### ARTICLE ###

Re: SOLR Atomic update of custom stored metadata clears full-text index! How to add metadata without losing full-text search

Erick Erickson Wed, 08 Mar 2017 12:07:27 -0800

How are you updating? All the stored stuff is assuming "Atomic Updates"..




On Wed, Mar 8, 2017 at 11:15 AM, Alexandre Rafalovitch
<arafa...@gmail.com> wrote:
> Uhm, actually, If you have copyField from multiple sources into that
> _text_ field, you may be accumulating/duplicating content on update.
>
> Check what happens to the content of that _text_ field when you do
> full-text and then do an attribute update.
>
> If I am right, you may want to have a separate "original_text" field
> that you store and then have your aggregate copyField destination not
> stored.
>
> Regards,
>    Alex.
> ----
> http://www.solr-start.com/ - Resources for Solr users, new and experienced
>
>
> On 8 March 2017 at 13:41, Nicolas Bouillon
> <nico2000...@yahoo.com.invalid> wrote:
>> Guys
>>
>> A BIG thank you, it works perfectly!!!
>>
>> After so much research I finally got my solution working.
>>
>> That was the trick, _text_ is stored and it’s working as expected.

###

▸ **CHALLENGE A**:
Answer these questions from the Solr atomic update thread:
(i) On what date and at what time did Erick Erickson post his reply?
(ii) According to Alexandre Rafalovitch, what may happen on update when copyField copies from multiple sources into the _text_ field?
(iii) In Nicolas Bouillon's message, what was the trick that got the solution working?
▸ **CHALLENGE B**:
Echo word for word the passage of the Solr atomic update thread starting at "Erick Erickson Wed, 08" and ending at "an attribute update.".
The items below come from an unrelated source.

### SUPPLIED DATA ###

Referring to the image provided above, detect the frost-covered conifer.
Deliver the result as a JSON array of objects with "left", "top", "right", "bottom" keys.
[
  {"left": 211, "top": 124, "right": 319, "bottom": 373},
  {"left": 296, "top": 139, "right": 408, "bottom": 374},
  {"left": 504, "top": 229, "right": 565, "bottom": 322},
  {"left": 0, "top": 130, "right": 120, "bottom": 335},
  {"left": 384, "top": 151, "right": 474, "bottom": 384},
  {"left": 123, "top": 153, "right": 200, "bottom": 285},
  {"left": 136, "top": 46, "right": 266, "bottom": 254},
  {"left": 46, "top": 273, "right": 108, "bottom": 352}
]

###

▸ **COMPLETE OUTPUT A**:
(i) Wed, 08 Mar 2017 12:07:27 -0800
(ii) Content may be accumulated or duplicated.
(iii) _text_ is stored.

▸ **COMPLETE OUTPUT B**:
Erick Erickson Wed, 08 Mar 2017 12:07:27 -0800

How are you updating? All the stored stuff is assuming "Atomic Updates"..




On Wed, Mar 8, 2017 at 11:15 AM, Alexandre Rafalovitch
<arafa...@gmail.com> wrote:
> Uhm, actually, If you have copyField from multiple sources into that
> _text_ field, you may be accumulating/duplicating content on update.
>
> Check what happens to the content of that _text_ field when you do
> full-text and then do an attribute update.